### Texte de la page
*-*-*
Mais le poste à plus fort impact sur un événement est indéniablement le transport. Il représente 80% des émissions de carbone contre 20% pour les équipements et la restauration. S’il est relativement facile de supprimer les kakemonos et de donner les repas invendus, il est plus compliqué de remplacer les déplacements en avion sur un rendez-vous international. La société de conseil Green Événements a mis en place le calculateur d'empreinte carbone Climeet qui a permis par exemple au Festival de Cannes de favoriser les déplacements en train et en véhicules électriques, de supprimer les bouteilles en plastique, de développer la restauration végétale. « On peut diviser par deux ses émissions de gaz à effet de serre en repensant le fret et les stands, souligne Béatrice Eastham, la fondatrice de Green Événements. On démontre ainsi que la RSE peut être une source d’économie, à condition de l'envisager en amont de la conception d’événements. » « Le digital peut apparaître comme une solution mais il a sa part d’ombre, pointe Christophe Cousin. Malgré des technologies de plus en plus basse consommation, il mobilise un nombre croissant de serveurs, surtout avec le développement du metaverse. » Rose Lucotte, co-fondatrice du salon ChangeNow dédié à la transition écologique, a fait les comptes : « Notre édition digitale l’an dernier a eu un impact carbone 40 fois moindre qu’en présentiel mais c’est sans compter l’impact positif des connections qui ont lieu lors des rencontres physiques, lorsqu’une start up trouve un investisseur par exemple. L’événement, lieu d’interactions, est un accélérateur de la transition. » Un impact à prendre en compte dans le bilan global.
ISO 20121. Ce n’est pas un label mais une norme parue avant les JO de Londres de 2012 dédiée aux « systèmes de management responsable appliqués à l’activité événementielle ». Vérifiée par l’Afnor ou le Bureau Veritas, elle a un coût réservé aux grosses structures, de l’ordre de 25000 euros. Actuellement environ un tiers de la centaine d’agences adhérentes à L’Événement sont certifiées. Mais elle est controversée depuis que la Fifa l’a obtenue pour l’organisation de la Coupe du monde de football au Qatar.
*-*-*
Données de pointage par expressions référentielles:
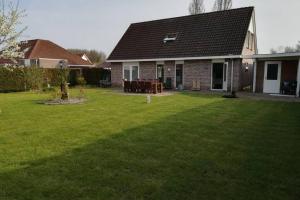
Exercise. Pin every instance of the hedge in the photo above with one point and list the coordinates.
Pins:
(13, 79)
(16, 79)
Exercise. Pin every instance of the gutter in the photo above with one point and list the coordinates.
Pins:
(178, 59)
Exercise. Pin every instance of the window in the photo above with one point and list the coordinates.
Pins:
(27, 62)
(131, 72)
(170, 37)
(160, 73)
(272, 73)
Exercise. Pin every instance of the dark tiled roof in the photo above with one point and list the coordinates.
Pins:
(209, 34)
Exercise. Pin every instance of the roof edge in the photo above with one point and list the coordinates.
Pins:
(177, 59)
(206, 13)
(274, 55)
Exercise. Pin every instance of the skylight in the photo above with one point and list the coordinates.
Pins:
(170, 37)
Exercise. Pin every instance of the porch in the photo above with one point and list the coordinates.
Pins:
(277, 74)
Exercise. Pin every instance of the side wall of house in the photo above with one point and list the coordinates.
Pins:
(48, 63)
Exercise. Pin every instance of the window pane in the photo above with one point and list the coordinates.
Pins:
(135, 73)
(127, 74)
(272, 73)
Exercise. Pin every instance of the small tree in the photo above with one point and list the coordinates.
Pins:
(10, 18)
(196, 7)
(222, 5)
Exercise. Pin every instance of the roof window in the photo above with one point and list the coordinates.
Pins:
(170, 37)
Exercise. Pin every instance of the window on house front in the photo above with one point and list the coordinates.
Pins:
(170, 37)
(131, 73)
(27, 63)
(160, 73)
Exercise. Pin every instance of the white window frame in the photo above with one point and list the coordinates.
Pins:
(130, 66)
(179, 62)
(27, 62)
(211, 75)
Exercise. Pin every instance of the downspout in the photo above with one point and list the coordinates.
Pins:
(231, 85)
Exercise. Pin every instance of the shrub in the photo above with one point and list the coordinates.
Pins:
(81, 81)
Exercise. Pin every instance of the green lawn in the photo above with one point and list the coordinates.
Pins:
(185, 146)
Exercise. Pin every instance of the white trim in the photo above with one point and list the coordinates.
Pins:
(130, 65)
(179, 63)
(276, 55)
(254, 75)
(211, 75)
(226, 82)
(218, 61)
(178, 59)
(298, 79)
(156, 66)
(70, 65)
(279, 63)
(160, 63)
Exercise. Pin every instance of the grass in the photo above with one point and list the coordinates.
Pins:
(185, 146)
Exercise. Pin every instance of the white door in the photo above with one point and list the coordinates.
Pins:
(225, 76)
(272, 77)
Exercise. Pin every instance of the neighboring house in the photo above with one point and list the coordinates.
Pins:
(84, 57)
(46, 54)
(204, 51)
(277, 73)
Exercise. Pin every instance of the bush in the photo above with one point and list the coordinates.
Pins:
(81, 81)
(12, 79)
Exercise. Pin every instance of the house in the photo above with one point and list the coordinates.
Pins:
(277, 73)
(204, 51)
(46, 54)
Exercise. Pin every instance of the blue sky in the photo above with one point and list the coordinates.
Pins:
(99, 24)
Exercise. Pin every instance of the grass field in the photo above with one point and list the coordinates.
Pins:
(186, 146)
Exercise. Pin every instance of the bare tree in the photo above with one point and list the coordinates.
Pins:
(196, 7)
(10, 19)
(222, 5)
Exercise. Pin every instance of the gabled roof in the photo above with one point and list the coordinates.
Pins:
(35, 49)
(210, 34)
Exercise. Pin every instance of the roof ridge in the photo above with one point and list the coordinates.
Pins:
(201, 14)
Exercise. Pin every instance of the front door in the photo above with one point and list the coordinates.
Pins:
(272, 77)
(179, 75)
(219, 76)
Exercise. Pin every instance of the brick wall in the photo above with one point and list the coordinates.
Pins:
(46, 63)
(116, 74)
(198, 70)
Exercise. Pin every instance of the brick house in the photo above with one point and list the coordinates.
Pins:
(46, 54)
(204, 51)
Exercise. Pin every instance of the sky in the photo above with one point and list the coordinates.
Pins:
(99, 24)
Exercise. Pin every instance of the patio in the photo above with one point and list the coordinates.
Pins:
(143, 86)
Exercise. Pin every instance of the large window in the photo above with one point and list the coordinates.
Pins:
(130, 72)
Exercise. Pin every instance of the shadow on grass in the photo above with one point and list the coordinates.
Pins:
(209, 152)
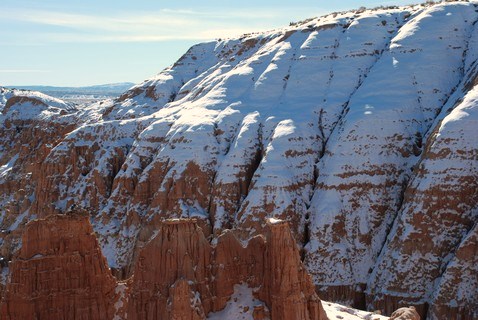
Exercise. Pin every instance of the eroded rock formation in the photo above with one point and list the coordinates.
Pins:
(333, 124)
(59, 273)
(180, 254)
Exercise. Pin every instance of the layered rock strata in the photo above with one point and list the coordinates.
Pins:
(180, 259)
(59, 273)
(358, 128)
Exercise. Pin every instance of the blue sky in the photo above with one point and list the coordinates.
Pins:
(76, 43)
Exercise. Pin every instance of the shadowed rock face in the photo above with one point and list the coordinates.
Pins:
(179, 254)
(59, 273)
(357, 128)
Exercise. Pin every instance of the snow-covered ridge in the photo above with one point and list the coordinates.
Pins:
(354, 127)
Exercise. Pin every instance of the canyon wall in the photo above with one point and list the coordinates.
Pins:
(357, 128)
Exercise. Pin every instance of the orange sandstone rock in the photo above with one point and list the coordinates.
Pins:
(59, 273)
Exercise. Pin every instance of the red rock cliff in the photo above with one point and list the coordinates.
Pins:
(59, 273)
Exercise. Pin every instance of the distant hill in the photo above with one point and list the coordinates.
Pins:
(81, 94)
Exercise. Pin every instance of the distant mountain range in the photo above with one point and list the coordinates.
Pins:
(81, 94)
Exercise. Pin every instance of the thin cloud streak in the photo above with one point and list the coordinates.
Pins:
(164, 25)
(23, 71)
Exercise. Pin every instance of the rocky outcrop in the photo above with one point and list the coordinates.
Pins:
(333, 124)
(405, 314)
(59, 273)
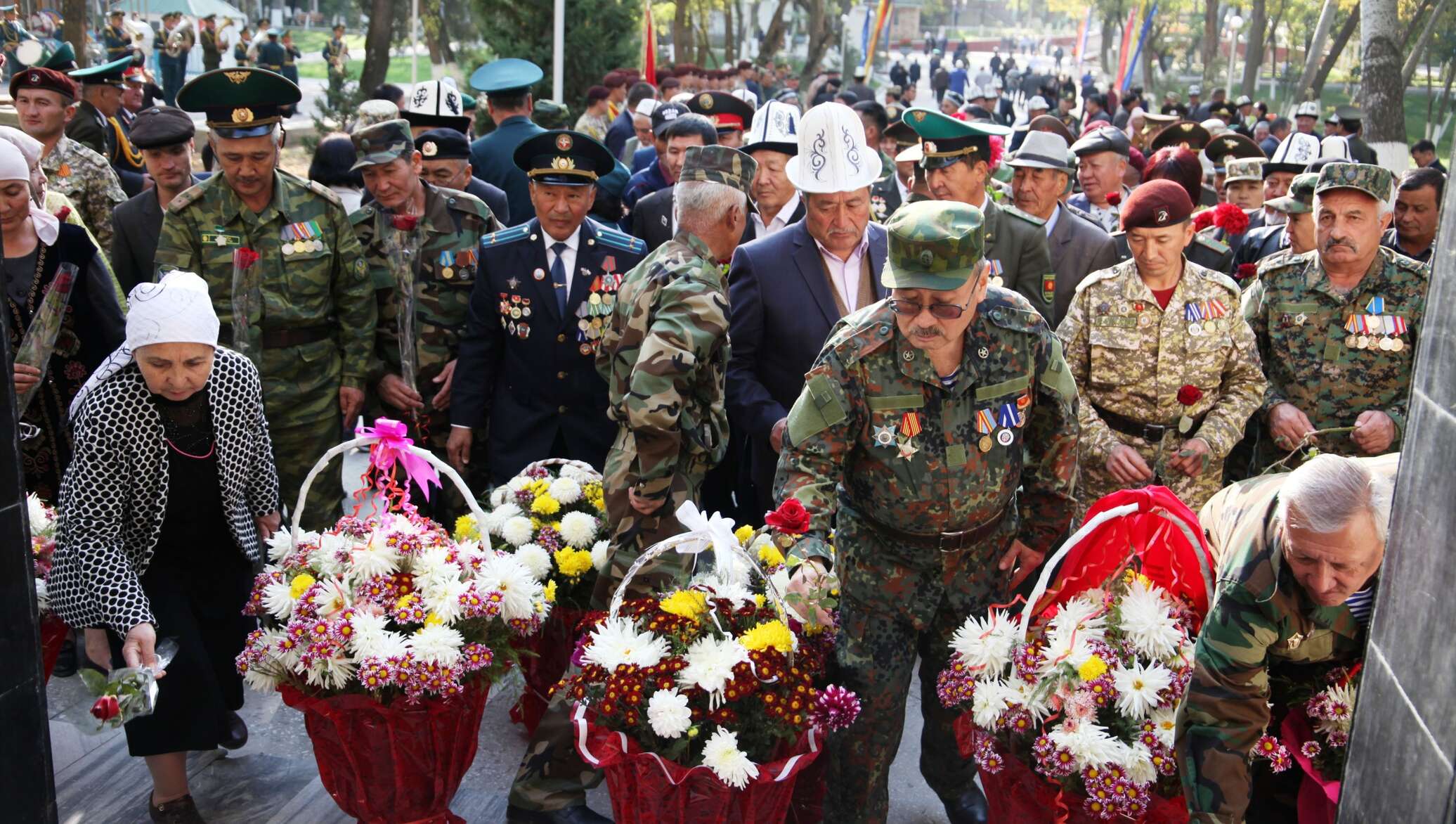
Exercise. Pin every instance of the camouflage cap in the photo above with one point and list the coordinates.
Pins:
(718, 165)
(934, 245)
(380, 143)
(1301, 197)
(1370, 179)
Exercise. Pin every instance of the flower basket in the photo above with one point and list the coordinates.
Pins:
(394, 764)
(650, 790)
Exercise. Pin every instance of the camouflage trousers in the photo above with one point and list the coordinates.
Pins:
(883, 631)
(1096, 481)
(552, 775)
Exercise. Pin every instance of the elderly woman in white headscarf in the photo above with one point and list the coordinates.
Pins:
(162, 516)
(37, 246)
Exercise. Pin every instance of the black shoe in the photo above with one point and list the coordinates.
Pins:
(235, 733)
(580, 814)
(66, 662)
(968, 809)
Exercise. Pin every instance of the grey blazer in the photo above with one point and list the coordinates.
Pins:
(1079, 248)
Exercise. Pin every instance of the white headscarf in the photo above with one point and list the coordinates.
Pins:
(174, 311)
(21, 160)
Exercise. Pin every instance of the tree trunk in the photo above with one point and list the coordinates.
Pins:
(1381, 88)
(1317, 85)
(1254, 50)
(376, 44)
(1420, 44)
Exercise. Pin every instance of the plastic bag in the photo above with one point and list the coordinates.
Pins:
(386, 765)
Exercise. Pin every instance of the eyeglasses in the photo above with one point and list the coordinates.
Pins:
(942, 311)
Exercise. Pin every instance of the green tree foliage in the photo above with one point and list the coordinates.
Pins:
(600, 35)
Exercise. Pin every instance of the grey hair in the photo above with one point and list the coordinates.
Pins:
(1327, 492)
(699, 204)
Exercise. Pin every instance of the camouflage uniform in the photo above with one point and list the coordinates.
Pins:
(320, 297)
(892, 500)
(1261, 635)
(1130, 359)
(453, 224)
(88, 179)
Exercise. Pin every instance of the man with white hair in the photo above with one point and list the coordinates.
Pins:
(1301, 557)
(1339, 326)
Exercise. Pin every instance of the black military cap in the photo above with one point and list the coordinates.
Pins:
(564, 157)
(160, 126)
(443, 145)
(239, 102)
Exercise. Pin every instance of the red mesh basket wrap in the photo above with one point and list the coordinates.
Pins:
(551, 645)
(650, 790)
(53, 635)
(394, 765)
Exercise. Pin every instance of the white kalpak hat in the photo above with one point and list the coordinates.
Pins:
(833, 156)
(775, 127)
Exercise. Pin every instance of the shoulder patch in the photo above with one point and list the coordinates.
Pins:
(1025, 216)
(619, 239)
(506, 235)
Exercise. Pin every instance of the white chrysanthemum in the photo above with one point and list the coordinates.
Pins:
(1148, 621)
(437, 644)
(565, 491)
(986, 644)
(732, 765)
(1165, 723)
(616, 643)
(517, 530)
(519, 590)
(1089, 745)
(536, 560)
(1138, 688)
(669, 714)
(578, 529)
(711, 662)
(41, 522)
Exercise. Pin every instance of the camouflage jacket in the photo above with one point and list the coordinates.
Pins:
(1131, 357)
(453, 224)
(1261, 632)
(88, 179)
(664, 356)
(325, 284)
(846, 431)
(1302, 330)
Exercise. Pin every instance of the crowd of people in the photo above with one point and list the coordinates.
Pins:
(945, 328)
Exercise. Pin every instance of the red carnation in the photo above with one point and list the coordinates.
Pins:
(1230, 219)
(791, 517)
(107, 708)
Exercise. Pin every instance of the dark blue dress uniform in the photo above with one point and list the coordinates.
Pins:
(528, 366)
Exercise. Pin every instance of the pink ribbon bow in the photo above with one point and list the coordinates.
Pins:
(394, 446)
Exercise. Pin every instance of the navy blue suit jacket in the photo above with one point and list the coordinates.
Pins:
(538, 389)
(782, 314)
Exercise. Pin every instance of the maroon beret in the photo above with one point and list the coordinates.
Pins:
(1157, 204)
(47, 79)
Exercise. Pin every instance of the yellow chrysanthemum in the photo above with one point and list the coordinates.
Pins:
*-*-*
### Travail à réaliser
**1.** D'après l'extrait sur l'empreinte carbone des événements, pourquoi Rose Lucotte estime-t-elle que l'impact carbone 40 fois moindre de l'édition digitale ne suffit pas à établir le bilan ? Répondez en une à trois phrases.
**2.** Recopiez fidèlement le passage de l'extrait sur l'empreinte carbone des événements qui commence par « ISO 20121. Ce » et se poursuit jusqu'à « football au Qatar. ».

### Corrigé des activités
**1.** Ce chiffre ne tient pas compte de l'impact positif des connexions qui se nouent lors des rencontres physiques, par exemple lorsqu'une start-up trouve un investisseur. Selon elle, l'événement, en tant que lieu d'interactions, constitue un accélérateur de la transition, ce qu'il faut intégrer au bilan global.

**2.**
ISO 20121. Ce n’est pas un label mais une norme parue avant les JO de Londres de 2012 dédiée aux « systèmes de management responsable appliqués à l’activité événementielle ». Vérifiée par l’Afnor ou le Bureau Veritas, elle a un coût réservé aux grosses structures, de l’ordre de 25000 euros. Actuellement environ un tiers de la centaine d’agences adhérentes à L’Événement sont certifiées. Mais elle est controversée depuis que la Fifa l’a obtenue pour l’organisation de la Coupe du monde de football au Qatar.